» Exercise
Rescale the stretch of lines from the start through the line containing "107 43 L 108", and write those lines out again, requests included, with every number in the answers (the viewBox dimensions and path coordinates) multiplied by 2.35 and rounded to whole numbers, halves up. Leave the pictures out of your answer.

[Input material start]

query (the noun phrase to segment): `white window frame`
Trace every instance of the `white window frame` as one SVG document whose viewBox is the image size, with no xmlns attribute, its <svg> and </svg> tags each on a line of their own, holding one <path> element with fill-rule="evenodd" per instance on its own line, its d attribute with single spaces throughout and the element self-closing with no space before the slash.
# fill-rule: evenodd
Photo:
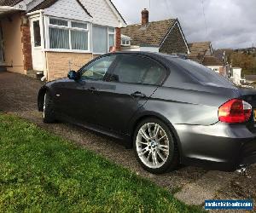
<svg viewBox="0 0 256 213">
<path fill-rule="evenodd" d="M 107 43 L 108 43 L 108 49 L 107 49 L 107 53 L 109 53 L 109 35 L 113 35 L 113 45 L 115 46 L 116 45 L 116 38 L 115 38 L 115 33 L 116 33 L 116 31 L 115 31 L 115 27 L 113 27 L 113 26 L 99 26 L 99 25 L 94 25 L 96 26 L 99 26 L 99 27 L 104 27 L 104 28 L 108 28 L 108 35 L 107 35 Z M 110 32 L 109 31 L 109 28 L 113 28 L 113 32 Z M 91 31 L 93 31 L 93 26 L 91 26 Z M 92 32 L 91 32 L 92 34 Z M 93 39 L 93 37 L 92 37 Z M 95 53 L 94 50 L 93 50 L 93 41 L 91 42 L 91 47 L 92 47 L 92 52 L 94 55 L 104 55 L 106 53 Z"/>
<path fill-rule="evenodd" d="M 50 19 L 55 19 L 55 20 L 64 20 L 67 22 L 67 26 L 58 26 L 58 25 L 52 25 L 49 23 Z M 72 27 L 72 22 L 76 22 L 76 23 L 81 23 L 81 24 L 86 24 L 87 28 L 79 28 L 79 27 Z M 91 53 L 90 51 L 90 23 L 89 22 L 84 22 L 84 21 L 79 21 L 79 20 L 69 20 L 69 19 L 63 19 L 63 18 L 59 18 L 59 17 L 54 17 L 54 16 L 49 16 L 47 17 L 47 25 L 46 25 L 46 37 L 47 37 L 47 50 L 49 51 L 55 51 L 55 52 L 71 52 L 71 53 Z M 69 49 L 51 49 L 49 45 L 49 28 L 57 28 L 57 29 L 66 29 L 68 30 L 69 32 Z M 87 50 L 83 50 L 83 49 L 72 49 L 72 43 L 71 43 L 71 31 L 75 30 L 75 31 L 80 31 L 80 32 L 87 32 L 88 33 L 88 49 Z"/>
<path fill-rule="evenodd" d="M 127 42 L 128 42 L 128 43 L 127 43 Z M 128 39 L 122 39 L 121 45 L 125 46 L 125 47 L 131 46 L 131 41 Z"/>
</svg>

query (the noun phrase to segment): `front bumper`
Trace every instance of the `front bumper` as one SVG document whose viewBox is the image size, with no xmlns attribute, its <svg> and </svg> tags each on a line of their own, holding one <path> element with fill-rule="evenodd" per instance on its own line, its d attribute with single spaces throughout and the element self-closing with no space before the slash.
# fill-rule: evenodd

[Input material end]

» Full output
query (the noun phrase to segment): `white window frame`
Trace every instance of the `white window frame` as one SVG document whose viewBox is the image size, with no xmlns attribute, its <svg> and </svg> tags each on a line of their own, holding one <path> element with fill-rule="evenodd" per instance on its own line, its d attribute with single spaces throughout and the element self-closing with no space before the slash.
# fill-rule: evenodd
Photo:
<svg viewBox="0 0 602 501">
<path fill-rule="evenodd" d="M 251 101 L 254 101 L 254 115 L 251 115 L 251 125 L 256 125 L 256 82 L 266 82 L 266 106 L 270 108 L 273 106 L 273 89 L 270 89 L 270 78 L 273 78 L 273 73 L 270 73 L 270 63 L 266 63 L 266 61 L 233 61 L 233 59 L 221 59 L 226 61 L 233 61 L 233 63 L 244 63 L 244 66 L 254 66 L 254 82 L 251 82 Z M 259 75 L 256 73 L 256 66 L 266 66 L 266 75 Z M 214 73 L 219 73 L 219 61 L 214 61 Z M 216 75 L 214 75 L 216 80 Z M 219 92 L 219 87 L 216 87 Z M 223 125 L 221 118 L 219 118 L 219 96 L 214 99 L 214 110 L 216 110 L 216 122 L 221 129 L 244 129 L 249 125 Z"/>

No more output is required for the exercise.